-------- ИСХОДНЫЙ ТЕКСТ --------
Ты хочешь ухватить смысл — а он указывает на другое слово.
А то — на следующее.
Это как зеркала, отражающие зеркала. И конца нет.

Вот тут и появляется отсрочка.
Ты думаешь: ещё чуть-чуть, ещё одно определение — и пойму.
Но каждый шаг уводит дальше.
Потому что в языке нет финальной точки.
Нет такого места, где можно остановиться и сказать: «Вот, суть!»
Потому что «суть» — тоже слово.
А значит — тоже часть игры.

Это и есть отложенность:
смысл всегда немного впереди,
всегда ещё не сейчас,
всегда в будущем, которое не наступит.

Ты всё ближе, но никогда не касаешься.
Как асимптота.

И вот в этом Деррида радикален:
он говорит — эта отсрочка не ошибка,
она — принцип.
Ты жаждешь истины — но эта жажда встроена в саму структуру языка,
как обещание, которое не выполняется.

Ты читаешь, думая, что поймёшь.
А текст, как Сфинкс, улыбается — и уходит.


Олег:
То есть отложено — это значит, что смысл ускользает?
Или даже — обречён ускользать?

Сергей:
Именно так.
-------- ФРАГМЕНТЫ ЗАПИСЕЙ --------
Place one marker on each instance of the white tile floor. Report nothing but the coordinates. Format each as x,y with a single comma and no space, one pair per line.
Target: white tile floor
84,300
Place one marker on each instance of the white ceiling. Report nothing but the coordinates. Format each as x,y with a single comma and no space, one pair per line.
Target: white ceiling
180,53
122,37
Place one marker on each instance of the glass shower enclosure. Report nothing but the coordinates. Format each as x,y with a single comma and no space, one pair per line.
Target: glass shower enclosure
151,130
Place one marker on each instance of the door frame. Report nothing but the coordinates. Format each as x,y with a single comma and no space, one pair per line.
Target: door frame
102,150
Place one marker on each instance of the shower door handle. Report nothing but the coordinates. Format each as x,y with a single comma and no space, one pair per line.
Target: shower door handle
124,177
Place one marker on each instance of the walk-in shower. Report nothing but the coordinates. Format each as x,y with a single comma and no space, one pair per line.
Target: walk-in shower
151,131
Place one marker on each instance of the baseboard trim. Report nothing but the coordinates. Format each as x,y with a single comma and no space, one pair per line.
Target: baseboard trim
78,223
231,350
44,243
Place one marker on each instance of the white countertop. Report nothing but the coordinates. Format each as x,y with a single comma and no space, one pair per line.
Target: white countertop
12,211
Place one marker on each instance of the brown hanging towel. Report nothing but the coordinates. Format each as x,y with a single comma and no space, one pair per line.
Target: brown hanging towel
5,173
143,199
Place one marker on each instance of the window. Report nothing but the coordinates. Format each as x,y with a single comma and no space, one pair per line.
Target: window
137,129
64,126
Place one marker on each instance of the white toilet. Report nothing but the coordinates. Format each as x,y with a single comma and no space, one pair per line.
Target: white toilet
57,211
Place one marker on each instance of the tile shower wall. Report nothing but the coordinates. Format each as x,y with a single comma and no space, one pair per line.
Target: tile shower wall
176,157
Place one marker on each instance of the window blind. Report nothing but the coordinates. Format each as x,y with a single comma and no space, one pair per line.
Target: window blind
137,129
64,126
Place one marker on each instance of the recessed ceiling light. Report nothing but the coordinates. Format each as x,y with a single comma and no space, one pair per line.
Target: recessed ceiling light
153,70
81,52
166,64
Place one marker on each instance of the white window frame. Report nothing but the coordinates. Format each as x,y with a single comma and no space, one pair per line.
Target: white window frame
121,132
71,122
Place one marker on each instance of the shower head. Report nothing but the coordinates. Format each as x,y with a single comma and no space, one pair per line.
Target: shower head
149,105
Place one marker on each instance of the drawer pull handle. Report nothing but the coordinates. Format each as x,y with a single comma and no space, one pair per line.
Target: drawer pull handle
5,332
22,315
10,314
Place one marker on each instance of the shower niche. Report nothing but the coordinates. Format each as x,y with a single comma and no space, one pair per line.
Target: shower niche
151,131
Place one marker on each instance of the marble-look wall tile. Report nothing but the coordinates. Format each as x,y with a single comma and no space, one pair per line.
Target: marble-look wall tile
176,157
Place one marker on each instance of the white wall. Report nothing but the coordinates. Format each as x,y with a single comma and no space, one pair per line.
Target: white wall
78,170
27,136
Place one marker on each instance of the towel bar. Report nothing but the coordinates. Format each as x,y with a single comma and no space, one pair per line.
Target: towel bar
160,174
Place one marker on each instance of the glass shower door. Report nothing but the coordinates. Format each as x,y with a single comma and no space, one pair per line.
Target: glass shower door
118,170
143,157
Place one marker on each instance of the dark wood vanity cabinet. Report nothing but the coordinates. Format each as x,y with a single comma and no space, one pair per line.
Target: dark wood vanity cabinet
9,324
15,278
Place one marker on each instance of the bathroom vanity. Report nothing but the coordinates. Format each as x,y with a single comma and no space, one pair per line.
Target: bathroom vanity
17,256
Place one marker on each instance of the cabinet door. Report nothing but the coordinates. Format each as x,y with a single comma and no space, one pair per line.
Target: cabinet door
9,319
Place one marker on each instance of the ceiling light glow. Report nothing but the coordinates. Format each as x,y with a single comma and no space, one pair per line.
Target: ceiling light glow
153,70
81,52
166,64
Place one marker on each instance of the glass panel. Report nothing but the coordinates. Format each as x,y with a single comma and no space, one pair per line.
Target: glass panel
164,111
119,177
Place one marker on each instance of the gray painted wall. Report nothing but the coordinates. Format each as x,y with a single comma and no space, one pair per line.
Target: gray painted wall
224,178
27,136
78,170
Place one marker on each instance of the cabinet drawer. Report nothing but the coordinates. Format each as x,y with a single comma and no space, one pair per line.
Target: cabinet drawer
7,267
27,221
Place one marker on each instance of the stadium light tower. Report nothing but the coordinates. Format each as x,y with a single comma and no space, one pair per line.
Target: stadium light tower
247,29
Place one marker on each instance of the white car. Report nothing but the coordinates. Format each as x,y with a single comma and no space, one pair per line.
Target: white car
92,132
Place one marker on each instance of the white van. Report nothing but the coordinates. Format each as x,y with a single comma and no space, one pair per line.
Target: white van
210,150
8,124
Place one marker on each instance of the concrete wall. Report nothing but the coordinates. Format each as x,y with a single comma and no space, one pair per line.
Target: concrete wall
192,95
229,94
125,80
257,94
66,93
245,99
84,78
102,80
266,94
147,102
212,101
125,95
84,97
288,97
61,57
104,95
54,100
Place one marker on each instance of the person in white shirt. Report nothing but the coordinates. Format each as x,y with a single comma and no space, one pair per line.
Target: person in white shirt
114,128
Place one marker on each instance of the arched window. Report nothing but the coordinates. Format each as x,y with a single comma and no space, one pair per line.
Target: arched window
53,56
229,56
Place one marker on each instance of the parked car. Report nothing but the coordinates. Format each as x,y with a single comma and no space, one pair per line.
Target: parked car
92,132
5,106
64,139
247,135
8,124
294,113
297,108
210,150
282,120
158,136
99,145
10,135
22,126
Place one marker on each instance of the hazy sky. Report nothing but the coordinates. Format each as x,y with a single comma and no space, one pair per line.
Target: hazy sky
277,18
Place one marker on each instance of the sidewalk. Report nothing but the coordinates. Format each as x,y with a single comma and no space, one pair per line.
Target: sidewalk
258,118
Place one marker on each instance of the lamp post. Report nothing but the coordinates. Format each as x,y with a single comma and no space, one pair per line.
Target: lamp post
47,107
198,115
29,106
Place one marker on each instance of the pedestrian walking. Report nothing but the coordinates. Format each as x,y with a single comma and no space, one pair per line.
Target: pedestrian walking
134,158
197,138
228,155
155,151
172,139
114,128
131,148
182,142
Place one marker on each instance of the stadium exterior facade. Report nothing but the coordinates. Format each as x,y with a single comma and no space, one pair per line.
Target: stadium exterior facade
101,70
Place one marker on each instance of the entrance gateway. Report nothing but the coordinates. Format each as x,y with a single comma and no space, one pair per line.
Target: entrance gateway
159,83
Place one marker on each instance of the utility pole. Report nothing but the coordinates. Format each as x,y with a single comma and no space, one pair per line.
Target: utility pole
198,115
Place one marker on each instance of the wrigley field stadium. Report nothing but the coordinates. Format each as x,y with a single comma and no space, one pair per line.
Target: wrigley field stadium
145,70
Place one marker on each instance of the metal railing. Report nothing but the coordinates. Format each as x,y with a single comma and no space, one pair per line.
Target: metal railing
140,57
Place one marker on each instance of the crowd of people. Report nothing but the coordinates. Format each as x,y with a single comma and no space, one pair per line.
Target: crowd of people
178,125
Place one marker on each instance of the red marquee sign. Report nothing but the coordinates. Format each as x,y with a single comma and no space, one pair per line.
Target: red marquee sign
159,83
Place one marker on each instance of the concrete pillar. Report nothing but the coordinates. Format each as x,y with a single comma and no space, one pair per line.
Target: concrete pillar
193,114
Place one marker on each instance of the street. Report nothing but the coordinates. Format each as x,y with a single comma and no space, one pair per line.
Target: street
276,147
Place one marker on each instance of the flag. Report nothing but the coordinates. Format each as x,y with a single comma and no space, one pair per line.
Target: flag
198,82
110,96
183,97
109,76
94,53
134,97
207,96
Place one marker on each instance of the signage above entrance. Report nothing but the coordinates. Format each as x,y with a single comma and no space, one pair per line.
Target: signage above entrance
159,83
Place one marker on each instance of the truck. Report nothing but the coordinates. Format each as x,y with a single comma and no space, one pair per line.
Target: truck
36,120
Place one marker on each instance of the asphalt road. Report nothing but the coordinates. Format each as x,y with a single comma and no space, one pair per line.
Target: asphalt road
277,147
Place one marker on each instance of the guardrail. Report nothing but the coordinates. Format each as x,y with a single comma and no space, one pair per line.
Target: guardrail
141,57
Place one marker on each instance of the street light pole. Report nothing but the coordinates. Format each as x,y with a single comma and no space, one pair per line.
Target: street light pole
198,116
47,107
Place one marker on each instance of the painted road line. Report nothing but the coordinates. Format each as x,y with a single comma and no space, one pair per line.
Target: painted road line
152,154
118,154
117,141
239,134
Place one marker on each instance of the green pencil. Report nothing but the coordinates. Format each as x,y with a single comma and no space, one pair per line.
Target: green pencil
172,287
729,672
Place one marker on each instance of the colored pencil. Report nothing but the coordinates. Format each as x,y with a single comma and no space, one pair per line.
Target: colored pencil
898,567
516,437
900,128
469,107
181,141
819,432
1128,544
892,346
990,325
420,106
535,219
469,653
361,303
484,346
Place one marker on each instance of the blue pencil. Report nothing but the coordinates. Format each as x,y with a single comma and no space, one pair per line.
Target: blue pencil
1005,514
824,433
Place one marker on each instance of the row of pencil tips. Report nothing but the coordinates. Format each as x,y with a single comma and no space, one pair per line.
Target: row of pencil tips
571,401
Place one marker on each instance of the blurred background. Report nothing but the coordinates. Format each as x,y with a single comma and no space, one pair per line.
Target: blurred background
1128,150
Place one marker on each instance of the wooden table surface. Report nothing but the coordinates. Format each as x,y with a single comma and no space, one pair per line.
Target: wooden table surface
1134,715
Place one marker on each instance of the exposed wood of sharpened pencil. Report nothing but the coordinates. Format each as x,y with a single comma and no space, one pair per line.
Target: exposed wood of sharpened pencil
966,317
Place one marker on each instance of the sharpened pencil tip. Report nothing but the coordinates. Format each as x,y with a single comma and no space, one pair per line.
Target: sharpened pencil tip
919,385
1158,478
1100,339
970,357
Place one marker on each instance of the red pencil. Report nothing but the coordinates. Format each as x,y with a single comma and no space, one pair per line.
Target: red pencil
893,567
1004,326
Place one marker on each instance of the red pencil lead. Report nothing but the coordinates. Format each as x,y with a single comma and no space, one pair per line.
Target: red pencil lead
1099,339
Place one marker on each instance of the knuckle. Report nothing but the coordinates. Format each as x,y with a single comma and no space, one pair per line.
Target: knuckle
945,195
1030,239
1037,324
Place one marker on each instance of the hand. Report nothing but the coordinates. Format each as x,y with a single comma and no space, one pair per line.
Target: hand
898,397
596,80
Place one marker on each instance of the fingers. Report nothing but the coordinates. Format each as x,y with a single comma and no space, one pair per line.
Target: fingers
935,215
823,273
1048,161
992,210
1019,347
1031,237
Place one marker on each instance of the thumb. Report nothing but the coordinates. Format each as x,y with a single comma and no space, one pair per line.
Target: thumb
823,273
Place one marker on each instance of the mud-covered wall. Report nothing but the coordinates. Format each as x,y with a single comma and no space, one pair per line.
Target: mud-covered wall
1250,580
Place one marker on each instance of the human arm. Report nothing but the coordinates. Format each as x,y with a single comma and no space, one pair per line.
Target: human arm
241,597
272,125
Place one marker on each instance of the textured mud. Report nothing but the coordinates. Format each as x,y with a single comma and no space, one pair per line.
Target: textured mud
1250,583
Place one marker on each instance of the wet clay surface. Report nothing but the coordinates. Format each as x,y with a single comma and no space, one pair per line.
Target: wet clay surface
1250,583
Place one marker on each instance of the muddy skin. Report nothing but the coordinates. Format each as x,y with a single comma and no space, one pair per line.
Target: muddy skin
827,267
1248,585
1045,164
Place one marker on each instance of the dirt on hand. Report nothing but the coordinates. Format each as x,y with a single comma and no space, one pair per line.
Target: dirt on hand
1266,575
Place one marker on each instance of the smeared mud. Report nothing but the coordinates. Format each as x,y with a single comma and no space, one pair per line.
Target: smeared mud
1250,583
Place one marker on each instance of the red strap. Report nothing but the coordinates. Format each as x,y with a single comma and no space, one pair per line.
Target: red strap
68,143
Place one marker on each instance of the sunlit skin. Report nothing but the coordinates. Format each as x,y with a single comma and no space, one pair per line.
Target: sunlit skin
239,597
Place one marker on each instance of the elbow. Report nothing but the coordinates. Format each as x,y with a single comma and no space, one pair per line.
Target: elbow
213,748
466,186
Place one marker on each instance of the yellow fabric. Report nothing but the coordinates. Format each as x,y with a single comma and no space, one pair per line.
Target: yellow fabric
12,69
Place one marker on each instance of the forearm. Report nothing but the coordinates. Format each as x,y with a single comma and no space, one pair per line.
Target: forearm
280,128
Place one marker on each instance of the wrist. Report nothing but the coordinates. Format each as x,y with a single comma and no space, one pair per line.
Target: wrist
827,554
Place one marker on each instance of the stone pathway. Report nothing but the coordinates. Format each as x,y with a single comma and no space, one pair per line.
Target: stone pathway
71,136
--------
**ЧТО СДЕЛАТЬ**
1/ С кем в тексте об отсрочке смысла сравнивается текст, который улыбается и уходит?
2/ Допишите следующую часть текста об отсрочке смысла у Деррида, начав сразу после его последней фразы.

**ОТВЕТЫ ПО ЗАДАНИЯМ**
1/ Со Сфинксом.

2/
Даже не просто ускользает — обречён ускользать по своей природе.

Смысл, в системе письма у Деррида, — это не сокровище, которое можно найти.
Это фантом, который появляется в движении между знаками,
и тут же рассеивается, стоит тебе попытаться его зафиксировать.

Ты читаешь — и кажется, вот оно, понимание, почти здесь.
Но смысл не живёт внутри слов.
Он между словами.
А «между» — это значит нигде.

Поэтому смысл — всегда в пути, но никогда в точке.
Он всегда позже.
Это как поезд, которого ты ждёшь,
и каждый раз он приходит другим составом, с другим номером,
но с тем же обещанием.

Так что да — смысл обречён ускользать.
Потому что он — не субстанция, а отсрочка.
Не присутствие, а след.
Ты не достигаешь его — ты следуешь за ним, как за миражом.

И тексты Деррида устроены точно так же:
не как путь к финалу,
а как путешествие без прибытия.

Ты хочешь конец?

Добро пожаловать в начало.


Олег:
Да, кто читал Деррида — например, «Письмо японскому другу» (поправь меня, если я не прав) — должен был заметить:
будто бы автор всё время водит нас вокруг смысла, но не пускает внутрь.

Я ещё в первом интервью поднимал эту тему:
если ты постструктуралист, ты смотришь на слова через другую призму — и через неё же объясняешь.

Могу ли я сказать, что чтобы понять Деррида, нужно выйти за пределы парадигмы референции?
То есть перестать верить, что у слов есть прямое соответствие понятиям,
и всё время держать в голове саму парадигму Деррида, читая из неё, а не «о ней».

Вопрос: как вообще можно что-то понять в такой парадигме?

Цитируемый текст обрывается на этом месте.